> [Work instructions]: Print all entries precisely as they are written.

> [Records for processing]:
##########
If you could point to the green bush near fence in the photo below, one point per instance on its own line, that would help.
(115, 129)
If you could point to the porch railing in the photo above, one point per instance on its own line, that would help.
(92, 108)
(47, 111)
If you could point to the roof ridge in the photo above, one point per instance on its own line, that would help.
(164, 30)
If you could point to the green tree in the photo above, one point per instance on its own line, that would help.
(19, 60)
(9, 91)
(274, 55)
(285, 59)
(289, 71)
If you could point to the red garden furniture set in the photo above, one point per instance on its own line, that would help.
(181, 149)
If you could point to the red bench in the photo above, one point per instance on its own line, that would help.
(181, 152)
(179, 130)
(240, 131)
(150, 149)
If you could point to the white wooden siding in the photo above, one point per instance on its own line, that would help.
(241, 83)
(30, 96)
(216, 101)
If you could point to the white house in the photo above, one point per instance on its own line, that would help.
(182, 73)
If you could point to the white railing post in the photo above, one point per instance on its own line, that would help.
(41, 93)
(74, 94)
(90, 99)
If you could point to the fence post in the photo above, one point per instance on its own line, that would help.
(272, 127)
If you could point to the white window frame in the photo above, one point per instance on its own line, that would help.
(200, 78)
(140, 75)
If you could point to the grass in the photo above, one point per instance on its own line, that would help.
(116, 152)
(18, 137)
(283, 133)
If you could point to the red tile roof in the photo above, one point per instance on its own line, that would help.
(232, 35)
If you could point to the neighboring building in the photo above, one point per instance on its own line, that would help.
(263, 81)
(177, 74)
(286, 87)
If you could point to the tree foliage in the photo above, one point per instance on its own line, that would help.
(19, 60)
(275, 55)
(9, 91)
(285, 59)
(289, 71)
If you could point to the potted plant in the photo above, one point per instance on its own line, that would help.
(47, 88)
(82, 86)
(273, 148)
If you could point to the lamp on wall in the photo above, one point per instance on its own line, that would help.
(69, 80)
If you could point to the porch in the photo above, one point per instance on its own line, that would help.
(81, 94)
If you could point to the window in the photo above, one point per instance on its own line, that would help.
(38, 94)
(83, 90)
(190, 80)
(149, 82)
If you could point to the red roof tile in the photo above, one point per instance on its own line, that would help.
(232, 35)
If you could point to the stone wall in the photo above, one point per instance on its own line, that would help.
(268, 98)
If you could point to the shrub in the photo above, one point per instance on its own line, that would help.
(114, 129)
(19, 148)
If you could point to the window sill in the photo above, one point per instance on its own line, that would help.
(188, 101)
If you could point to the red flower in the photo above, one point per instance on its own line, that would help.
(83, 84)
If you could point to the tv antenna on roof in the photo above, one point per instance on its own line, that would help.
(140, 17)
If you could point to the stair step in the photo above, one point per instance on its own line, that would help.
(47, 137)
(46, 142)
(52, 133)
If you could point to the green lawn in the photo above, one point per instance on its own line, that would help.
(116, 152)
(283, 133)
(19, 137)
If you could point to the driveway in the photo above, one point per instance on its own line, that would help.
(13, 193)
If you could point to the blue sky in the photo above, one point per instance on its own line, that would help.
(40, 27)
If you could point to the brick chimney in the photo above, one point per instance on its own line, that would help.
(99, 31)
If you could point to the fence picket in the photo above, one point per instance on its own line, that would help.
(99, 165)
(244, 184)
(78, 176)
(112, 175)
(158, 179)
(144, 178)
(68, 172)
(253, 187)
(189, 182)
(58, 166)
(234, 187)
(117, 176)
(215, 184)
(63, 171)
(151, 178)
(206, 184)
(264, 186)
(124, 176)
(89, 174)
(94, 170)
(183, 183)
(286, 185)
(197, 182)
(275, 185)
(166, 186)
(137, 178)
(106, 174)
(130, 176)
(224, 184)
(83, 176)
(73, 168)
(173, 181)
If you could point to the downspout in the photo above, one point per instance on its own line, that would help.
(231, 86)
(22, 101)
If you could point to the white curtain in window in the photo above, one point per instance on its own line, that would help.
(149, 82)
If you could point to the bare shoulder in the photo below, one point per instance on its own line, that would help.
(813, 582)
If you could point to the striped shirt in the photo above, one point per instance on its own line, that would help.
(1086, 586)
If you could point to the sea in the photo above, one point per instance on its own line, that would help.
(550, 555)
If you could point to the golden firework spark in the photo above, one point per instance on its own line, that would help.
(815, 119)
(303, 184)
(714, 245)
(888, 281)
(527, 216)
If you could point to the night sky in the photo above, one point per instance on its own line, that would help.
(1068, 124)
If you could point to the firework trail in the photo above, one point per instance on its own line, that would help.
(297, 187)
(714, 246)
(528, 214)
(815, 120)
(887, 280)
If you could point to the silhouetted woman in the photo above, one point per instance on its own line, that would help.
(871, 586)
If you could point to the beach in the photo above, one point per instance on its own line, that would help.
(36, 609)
##########
> [Complete output]:
If you could point to the green bush near fence in the photo below, one point per instance on its own line, that would help.
(115, 129)
If you could point to the porch railing in the photo above, one point per instance on its own line, that would help.
(92, 108)
(47, 111)
If you could point to the roof ridge in the photo above, one point per instance on its own line, that would help.
(164, 30)
If you could point to the green tree in the photo above, one point per instance on its own line, that would help.
(19, 60)
(9, 91)
(274, 55)
(285, 59)
(289, 71)
If you could point to the red garden furniture set in the photo above, one point per instance on its own line, that would help.
(181, 149)
If you could point to the red bench in the photo above, one point per instance on its own line, that would help.
(181, 152)
(179, 130)
(240, 131)
(150, 149)
If you could point to the white wooden siding in the photo above, one point per instance on its own line, that would help.
(241, 83)
(30, 96)
(216, 101)
If you could point to the white house in the photo above, one point per instance on its own line, that would help.
(182, 73)
If you could point to the white railing post in the photo above, one point per instance on its own line, that would help.
(41, 93)
(74, 94)
(90, 99)
If you could point to the fence post in the photo above, one point per instance on its own line, that would help.
(272, 127)
If you could point to the white window frame in the photo above, one point per instance on its own line, that would help.
(200, 78)
(140, 75)
If you could point to the grass in the photo above, one point per instance on its own line, that would help.
(116, 152)
(18, 137)
(283, 133)
If you could point to the red tile roof in the photo above, one point per instance on its own line, that would help.
(232, 35)
If you could point to the neighboring building in the photo above, one point per instance on its own line, that would help.
(263, 81)
(177, 74)
(286, 87)
If you could point to the tree foliage in the photo above, one point per instance on its own line, that would help.
(19, 60)
(275, 55)
(9, 91)
(285, 59)
(289, 71)
If you could point to the potted plant in the photo above, one point per instance on its own line, that would help.
(47, 88)
(82, 86)
(273, 148)
If you could point to the lamp on wall in the photo above, one point per instance on its own line, that would help.
(69, 80)
If you could point to the porch in the photo above, one point per instance on its own line, that would help.
(81, 94)
If you could point to the window in the photo above, one point per instance on its own line, that would help.
(38, 94)
(83, 90)
(190, 80)
(149, 82)
If you could point to the red roof tile in the photo above, one point per instance on its own line, that would help.
(232, 35)
If you could point to the stone wall in the photo above, one point per instance on its own line, that would help.
(268, 98)
If you could point to the shrub in the photo above, one point per instance on its own line, that would help.
(114, 129)
(19, 148)
If you could point to the window sill in the photo above, one point per instance on its own line, that would help.
(188, 101)
If you could point to the red flower in the photo above, one point per instance on its own line, that would help.
(83, 84)
If you could point to the tv antenna on roof in the photo above, one point per instance on its own line, that would help.
(140, 17)
If you could point to the stair step in the photo above, one point per instance on its own line, that would help.
(47, 137)
(46, 142)
(52, 133)
If you could point to the green lawn in the photo above, one point per instance on its own line, that would help.
(116, 152)
(283, 133)
(19, 137)
If you could point to the driveway in the photo above, one point per instance on its own line, that would help.
(13, 193)
If you could point to the blue sky in the photo above, one point per instance on its own line, that would help.
(40, 27)
If you could point to the brick chimney in the photo above, one point per instance on its own line, that would help.
(99, 31)
If you could point to the fence picket in the photo above, one point per instance on its own line, that would help.
(99, 165)
(244, 184)
(78, 176)
(112, 175)
(158, 179)
(144, 178)
(68, 172)
(253, 187)
(189, 182)
(58, 166)
(234, 187)
(117, 176)
(215, 184)
(63, 171)
(151, 178)
(206, 184)
(264, 186)
(124, 176)
(89, 174)
(94, 170)
(183, 183)
(286, 185)
(197, 182)
(275, 185)
(166, 186)
(137, 178)
(106, 174)
(130, 176)
(224, 184)
(83, 176)
(73, 168)
(173, 181)
If you could point to the downspout in the photo above, one point per instance on its own line, that would help.
(231, 86)
(22, 101)
If you could point to the white curtain in window in the photo above, one point per instance on its own line, that would help.
(149, 82)
If you could point to the bare shoulder in the photo below, one point per instance on its own line, that would help.
(813, 582)
If you could point to the striped shirt in the photo above, one point per instance on its own line, that would help.
(1086, 586)
If you could point to the sea in the photo above, one point per instance on its own line, that would help.
(550, 555)
If you could point to the golden firework spark in the photo above, one point per instance on its own line, that would help.
(815, 119)
(303, 184)
(714, 245)
(888, 281)
(527, 216)
If you could point to the night sky in the photo above, one point per instance on its own line, that would help.
(1068, 124)
If you could point to the firework trail in the photo above, one point per instance on its own line, that would help.
(297, 187)
(714, 246)
(528, 214)
(815, 120)
(887, 280)
If you could point to the silhouetted woman in the photo above, one point per instance on its own line, that would help.
(871, 586)
If you could point to the beach in the photo above, one point per instance on its own line, that would help.
(36, 609)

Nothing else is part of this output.